CIBC cuts Toronto stock market targets on U.S. woes

07/07/08

TORONTO (Reuters) - CIBC World Markets cut its growth targets for Toronto's benchmark stock index for this year and for 2009 on Monday, citing an "increasingly stagflationary" environment, particularly in the U.S.

Jeff Rubin, chief economist and chief strategist at CIBC World Markets, lowered his year-end forecast for Toronto's S&P/TSX composite index <.GSPTSE> by about six percent to 14,300 from 15,200. He cut his 2009 target, also by nearly six percent, to 15,250 from 16,200.

The benchmark index hit a record high of 15,154.77 in early June.

The report said a slowing economy, energy cost-driven inflation and higher interest rates will hit "large swaths of the market" through 2009, with the airline and auto sectors suffering the biggest blows.

As well, rising interest rates in the U.S., along with the soaring cost of gas and sliding house prices, will dim hopes for a quick economic recovery in the United States.

"The U.S. economy will continue to walk the fine line between growth and recession for a fair bit longer," he said. "That will, in turn, take a toll north of the border" in Canada.

Rubin cut back his portfolio's equity weighting by four percentage points and revised its energy weighting up by a half-percentage point, with the benchmark crude oil price target at an average of $150 per barrel in 2009 and $200 in 2010.

He added half a percentage point of portfolio weight to the agricultural chemical subsector of the materials sector, citing soaring demand for higher protein diets in China and India, which is lifting agricultural prices around the world.

The materials sector now represents 23.1 percent of the portfolio.

CIBC cut its weighting in both consumer discretionaries and in industrials, both by half-percentage points, citing vulnerability to a U.S. economic slowdown. The United States is Canada's biggest trading partner.

The forecast comes less than a month after the brokerage predicted the TSX would hit a record high of 15,200 by year-end on the strength of sustained high prices for crude oil.

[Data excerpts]
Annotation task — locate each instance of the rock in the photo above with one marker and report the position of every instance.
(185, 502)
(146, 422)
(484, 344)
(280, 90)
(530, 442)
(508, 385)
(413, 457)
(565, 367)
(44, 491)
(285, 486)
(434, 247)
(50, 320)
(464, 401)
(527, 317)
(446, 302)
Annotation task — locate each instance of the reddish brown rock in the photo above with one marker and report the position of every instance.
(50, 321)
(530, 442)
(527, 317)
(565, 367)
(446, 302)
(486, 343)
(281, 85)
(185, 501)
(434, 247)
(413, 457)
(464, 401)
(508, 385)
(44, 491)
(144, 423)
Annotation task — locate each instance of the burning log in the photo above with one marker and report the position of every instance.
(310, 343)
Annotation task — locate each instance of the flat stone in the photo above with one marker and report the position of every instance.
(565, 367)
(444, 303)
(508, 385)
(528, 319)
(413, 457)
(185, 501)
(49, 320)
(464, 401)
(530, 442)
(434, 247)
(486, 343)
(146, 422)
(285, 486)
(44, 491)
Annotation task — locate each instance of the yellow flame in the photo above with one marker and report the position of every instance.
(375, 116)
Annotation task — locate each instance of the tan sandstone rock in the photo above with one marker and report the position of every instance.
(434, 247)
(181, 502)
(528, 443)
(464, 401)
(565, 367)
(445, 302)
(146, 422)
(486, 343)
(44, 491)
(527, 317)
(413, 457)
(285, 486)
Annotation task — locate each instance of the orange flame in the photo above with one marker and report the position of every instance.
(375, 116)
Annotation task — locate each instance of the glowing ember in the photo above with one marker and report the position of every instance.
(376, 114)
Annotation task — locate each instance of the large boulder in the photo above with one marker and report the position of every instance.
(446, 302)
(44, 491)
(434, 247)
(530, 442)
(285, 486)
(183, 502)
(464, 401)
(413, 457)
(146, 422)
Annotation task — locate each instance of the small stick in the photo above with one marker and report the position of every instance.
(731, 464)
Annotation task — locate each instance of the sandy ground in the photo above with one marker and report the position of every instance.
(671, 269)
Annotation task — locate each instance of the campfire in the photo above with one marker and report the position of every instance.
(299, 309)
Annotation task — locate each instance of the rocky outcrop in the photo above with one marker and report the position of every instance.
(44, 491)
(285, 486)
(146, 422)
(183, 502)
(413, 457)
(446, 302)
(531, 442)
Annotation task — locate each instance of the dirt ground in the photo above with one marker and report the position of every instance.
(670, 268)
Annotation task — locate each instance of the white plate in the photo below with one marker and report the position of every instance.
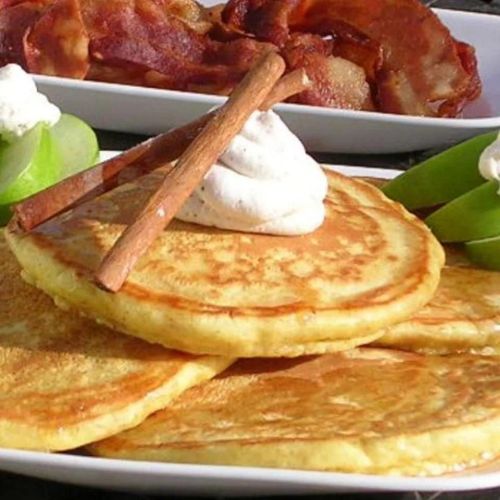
(205, 480)
(151, 111)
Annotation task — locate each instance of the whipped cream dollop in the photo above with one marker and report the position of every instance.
(264, 182)
(21, 105)
(489, 162)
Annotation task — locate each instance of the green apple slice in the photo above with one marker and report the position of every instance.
(27, 165)
(77, 144)
(472, 216)
(485, 253)
(441, 178)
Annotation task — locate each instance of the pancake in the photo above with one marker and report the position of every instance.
(366, 411)
(65, 381)
(204, 290)
(463, 316)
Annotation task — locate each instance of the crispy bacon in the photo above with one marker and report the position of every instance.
(409, 56)
(421, 62)
(268, 20)
(391, 55)
(453, 107)
(57, 43)
(336, 82)
(15, 22)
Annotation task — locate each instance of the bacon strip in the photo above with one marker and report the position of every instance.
(15, 23)
(57, 44)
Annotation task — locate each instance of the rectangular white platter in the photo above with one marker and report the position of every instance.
(150, 111)
(186, 479)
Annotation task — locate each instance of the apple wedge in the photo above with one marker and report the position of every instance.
(77, 145)
(441, 178)
(27, 165)
(472, 216)
(485, 253)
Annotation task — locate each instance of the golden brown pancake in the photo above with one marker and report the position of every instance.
(463, 316)
(204, 290)
(65, 381)
(367, 411)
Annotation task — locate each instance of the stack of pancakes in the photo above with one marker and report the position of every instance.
(424, 400)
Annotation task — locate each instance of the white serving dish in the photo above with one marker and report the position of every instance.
(185, 479)
(151, 111)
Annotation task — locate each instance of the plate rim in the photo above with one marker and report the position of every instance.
(211, 99)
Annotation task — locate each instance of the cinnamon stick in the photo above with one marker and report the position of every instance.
(131, 164)
(193, 164)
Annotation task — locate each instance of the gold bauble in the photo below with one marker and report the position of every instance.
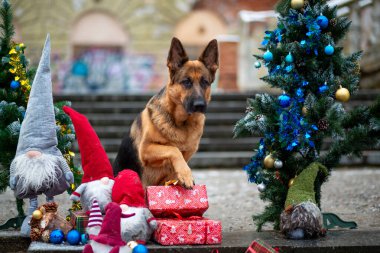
(291, 182)
(342, 94)
(297, 4)
(37, 214)
(304, 111)
(45, 236)
(269, 162)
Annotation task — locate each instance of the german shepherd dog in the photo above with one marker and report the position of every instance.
(165, 135)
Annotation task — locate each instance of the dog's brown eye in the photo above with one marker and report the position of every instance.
(204, 83)
(187, 83)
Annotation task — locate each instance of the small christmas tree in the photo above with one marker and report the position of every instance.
(305, 61)
(14, 92)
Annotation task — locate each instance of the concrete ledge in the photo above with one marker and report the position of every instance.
(337, 241)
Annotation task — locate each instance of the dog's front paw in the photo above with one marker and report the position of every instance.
(185, 178)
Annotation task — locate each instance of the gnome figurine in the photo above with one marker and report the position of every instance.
(302, 218)
(97, 180)
(109, 239)
(39, 166)
(137, 222)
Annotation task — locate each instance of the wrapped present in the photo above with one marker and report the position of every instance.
(164, 201)
(79, 219)
(259, 246)
(188, 231)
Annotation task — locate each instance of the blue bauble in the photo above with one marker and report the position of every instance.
(56, 236)
(322, 21)
(289, 58)
(73, 237)
(329, 50)
(284, 100)
(323, 88)
(140, 249)
(257, 64)
(84, 239)
(15, 85)
(268, 56)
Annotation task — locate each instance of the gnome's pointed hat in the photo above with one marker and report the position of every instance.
(128, 189)
(302, 189)
(95, 163)
(38, 129)
(110, 233)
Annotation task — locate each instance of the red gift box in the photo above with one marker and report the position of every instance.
(164, 201)
(259, 246)
(188, 231)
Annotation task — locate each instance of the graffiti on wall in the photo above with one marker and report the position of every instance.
(102, 70)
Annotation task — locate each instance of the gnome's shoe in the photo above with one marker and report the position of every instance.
(25, 227)
(296, 234)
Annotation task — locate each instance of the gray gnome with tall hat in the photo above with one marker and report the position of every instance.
(39, 167)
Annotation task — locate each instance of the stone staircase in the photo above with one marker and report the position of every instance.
(111, 116)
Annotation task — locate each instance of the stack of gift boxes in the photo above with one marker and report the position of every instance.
(179, 216)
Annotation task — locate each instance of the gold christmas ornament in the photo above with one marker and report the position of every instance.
(297, 4)
(291, 182)
(304, 111)
(37, 214)
(269, 161)
(342, 94)
(45, 236)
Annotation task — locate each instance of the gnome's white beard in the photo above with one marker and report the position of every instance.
(33, 173)
(99, 191)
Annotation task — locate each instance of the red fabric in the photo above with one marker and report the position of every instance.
(128, 189)
(259, 246)
(181, 232)
(95, 163)
(110, 233)
(163, 201)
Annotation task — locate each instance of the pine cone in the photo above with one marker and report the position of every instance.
(323, 124)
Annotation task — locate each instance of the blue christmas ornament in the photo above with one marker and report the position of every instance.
(323, 88)
(73, 237)
(329, 50)
(140, 249)
(84, 239)
(322, 21)
(284, 100)
(56, 236)
(15, 85)
(289, 58)
(268, 56)
(257, 64)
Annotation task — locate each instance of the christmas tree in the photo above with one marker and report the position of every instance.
(305, 61)
(15, 86)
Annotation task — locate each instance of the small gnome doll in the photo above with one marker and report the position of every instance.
(137, 223)
(39, 167)
(95, 219)
(109, 239)
(97, 180)
(302, 218)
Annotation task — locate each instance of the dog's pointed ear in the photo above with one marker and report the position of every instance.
(177, 56)
(210, 57)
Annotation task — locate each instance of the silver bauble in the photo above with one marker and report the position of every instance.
(278, 164)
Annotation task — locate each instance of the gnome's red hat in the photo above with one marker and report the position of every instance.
(128, 189)
(95, 163)
(110, 233)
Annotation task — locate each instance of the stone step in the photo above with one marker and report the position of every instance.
(136, 107)
(336, 241)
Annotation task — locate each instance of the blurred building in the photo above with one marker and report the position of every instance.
(111, 46)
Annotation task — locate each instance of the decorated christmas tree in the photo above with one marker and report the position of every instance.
(15, 85)
(307, 126)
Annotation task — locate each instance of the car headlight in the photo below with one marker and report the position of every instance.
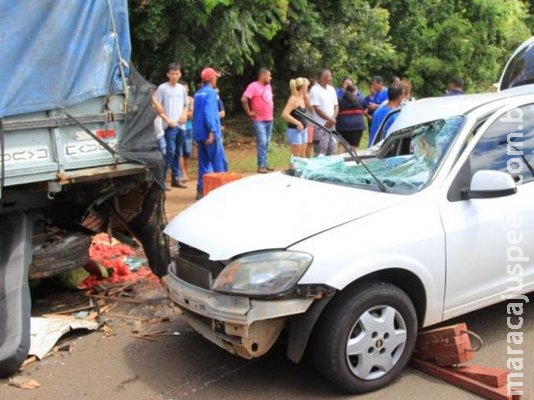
(261, 274)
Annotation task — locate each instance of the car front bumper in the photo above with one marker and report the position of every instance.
(243, 326)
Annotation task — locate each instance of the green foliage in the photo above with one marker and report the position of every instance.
(436, 40)
(426, 41)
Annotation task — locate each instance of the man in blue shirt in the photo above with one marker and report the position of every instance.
(380, 94)
(395, 95)
(455, 87)
(207, 129)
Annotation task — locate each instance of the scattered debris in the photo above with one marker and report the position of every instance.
(23, 382)
(440, 353)
(45, 332)
(149, 329)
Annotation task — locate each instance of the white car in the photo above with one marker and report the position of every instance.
(352, 272)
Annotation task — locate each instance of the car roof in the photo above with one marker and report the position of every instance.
(435, 108)
(521, 64)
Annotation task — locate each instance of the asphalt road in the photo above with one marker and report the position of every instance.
(184, 366)
(120, 366)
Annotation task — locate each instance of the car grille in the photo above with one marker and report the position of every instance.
(195, 267)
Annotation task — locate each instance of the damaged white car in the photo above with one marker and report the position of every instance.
(352, 266)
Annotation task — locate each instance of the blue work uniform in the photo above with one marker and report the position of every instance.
(211, 158)
(379, 115)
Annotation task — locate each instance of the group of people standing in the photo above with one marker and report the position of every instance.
(183, 119)
(344, 109)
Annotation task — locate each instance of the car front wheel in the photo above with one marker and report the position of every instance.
(366, 337)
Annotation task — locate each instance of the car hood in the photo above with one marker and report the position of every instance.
(271, 211)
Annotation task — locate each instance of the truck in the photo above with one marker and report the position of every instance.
(78, 150)
(348, 261)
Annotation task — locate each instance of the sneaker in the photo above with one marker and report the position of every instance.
(178, 183)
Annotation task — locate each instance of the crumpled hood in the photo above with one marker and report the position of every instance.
(270, 211)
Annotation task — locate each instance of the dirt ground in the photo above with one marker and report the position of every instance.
(116, 363)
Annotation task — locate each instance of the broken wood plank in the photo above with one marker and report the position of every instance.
(127, 286)
(151, 339)
(115, 315)
(109, 298)
(449, 374)
(495, 377)
(28, 361)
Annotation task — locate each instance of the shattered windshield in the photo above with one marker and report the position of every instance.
(408, 161)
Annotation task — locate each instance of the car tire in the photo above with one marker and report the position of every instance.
(365, 337)
(15, 301)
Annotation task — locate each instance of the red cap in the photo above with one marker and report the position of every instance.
(208, 73)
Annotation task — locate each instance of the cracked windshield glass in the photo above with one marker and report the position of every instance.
(411, 158)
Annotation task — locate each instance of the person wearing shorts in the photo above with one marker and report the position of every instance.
(323, 98)
(187, 148)
(297, 134)
(350, 123)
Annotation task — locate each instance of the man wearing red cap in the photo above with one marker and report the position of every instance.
(207, 128)
(257, 101)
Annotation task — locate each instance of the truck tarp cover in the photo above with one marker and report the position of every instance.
(57, 53)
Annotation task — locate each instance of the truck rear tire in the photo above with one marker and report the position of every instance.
(15, 302)
(57, 253)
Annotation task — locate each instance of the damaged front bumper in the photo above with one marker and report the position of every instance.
(243, 326)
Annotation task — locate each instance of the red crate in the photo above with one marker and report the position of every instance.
(214, 180)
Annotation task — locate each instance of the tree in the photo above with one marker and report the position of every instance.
(426, 41)
(436, 40)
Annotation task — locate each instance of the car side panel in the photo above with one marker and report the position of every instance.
(408, 236)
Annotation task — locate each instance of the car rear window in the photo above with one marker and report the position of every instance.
(520, 69)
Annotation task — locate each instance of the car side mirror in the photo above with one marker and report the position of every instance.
(487, 184)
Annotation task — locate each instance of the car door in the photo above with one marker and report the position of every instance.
(481, 233)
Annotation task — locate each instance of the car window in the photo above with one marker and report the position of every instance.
(520, 70)
(508, 146)
(405, 164)
(382, 131)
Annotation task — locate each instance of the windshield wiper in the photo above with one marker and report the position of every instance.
(347, 147)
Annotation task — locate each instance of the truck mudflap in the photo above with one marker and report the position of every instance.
(15, 302)
(242, 326)
(148, 228)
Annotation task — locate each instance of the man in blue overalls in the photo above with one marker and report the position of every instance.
(207, 129)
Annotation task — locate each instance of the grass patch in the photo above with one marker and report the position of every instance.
(246, 161)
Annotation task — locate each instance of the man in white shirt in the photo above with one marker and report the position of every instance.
(173, 97)
(323, 98)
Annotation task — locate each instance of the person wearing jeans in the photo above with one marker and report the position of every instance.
(207, 129)
(173, 99)
(257, 101)
(264, 130)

▸ Problems to work on:
a – In the CIBC forecast article, copy the passage beginning at the words "CIBC cut its" and ending after the words "biggest trading partner.".
b – Answer these from the CIBC forecast article:
(i) What record high did the benchmark index reach in early June?
(ii) Which two sectors does the report expect to suffer the biggest blows?
(iii) What average crude oil price per barrel is targeted for 2010?

▸ Exercise responses:
a –
CIBC cut its weighting in both consumer discretionaries and in industrials, both by half-percentage points, citing vulnerability to a U.S. economic slowdown. The United States is Canada's biggest trading partner.

b –
(i) 15,154.77
(ii) The airline and auto sectors
(iii) $200 per barrel